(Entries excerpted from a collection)
-------
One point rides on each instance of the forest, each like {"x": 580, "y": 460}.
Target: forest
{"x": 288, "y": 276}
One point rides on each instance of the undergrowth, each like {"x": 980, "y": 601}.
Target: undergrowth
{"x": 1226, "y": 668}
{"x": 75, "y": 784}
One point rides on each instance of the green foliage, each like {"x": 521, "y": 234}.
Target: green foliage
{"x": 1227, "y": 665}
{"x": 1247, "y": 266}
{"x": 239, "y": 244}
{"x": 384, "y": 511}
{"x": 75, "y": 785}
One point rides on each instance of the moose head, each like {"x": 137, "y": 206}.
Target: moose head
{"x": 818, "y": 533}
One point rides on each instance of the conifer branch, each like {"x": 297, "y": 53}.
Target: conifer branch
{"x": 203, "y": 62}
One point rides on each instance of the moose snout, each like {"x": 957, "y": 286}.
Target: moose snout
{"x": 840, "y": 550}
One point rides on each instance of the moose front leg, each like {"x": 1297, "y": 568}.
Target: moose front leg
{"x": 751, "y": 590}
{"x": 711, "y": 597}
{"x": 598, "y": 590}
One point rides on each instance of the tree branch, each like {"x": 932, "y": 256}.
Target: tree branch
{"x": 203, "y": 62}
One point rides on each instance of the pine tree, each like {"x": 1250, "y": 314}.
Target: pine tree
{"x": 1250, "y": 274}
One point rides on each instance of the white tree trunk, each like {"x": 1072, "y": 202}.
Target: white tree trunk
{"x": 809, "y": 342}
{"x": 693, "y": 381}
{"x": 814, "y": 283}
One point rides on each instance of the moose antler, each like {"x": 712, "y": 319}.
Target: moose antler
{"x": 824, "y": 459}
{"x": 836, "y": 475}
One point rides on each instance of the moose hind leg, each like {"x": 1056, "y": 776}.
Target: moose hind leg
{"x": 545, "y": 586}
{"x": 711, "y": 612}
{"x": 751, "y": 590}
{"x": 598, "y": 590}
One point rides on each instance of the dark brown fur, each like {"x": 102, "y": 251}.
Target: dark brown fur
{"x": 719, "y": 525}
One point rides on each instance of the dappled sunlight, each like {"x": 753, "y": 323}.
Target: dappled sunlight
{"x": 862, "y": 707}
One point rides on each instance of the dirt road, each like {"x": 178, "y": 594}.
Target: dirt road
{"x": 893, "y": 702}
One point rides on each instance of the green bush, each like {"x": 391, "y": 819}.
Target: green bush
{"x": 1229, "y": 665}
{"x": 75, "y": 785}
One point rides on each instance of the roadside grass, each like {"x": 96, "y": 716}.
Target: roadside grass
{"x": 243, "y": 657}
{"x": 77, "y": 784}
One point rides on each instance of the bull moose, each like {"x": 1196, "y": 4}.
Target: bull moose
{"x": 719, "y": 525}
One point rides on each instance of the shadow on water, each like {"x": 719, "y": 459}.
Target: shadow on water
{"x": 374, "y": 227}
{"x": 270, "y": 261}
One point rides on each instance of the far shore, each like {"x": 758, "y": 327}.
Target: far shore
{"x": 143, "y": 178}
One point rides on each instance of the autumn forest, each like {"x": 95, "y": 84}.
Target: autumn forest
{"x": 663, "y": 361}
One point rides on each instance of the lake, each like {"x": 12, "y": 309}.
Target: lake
-------
Arrange everything in the entries above as a numbered list, from the line containing "One point rides on each instance of the autumn" down to the last line, and leave out any blank lines.

• Result below
1. One point rides on each instance of the autumn forest, each like {"x": 95, "y": 84}.
2. Target: autumn forest
3. {"x": 663, "y": 361}
4. One point rides on each instance of the lake, each like {"x": 12, "y": 309}.
5. Target: lake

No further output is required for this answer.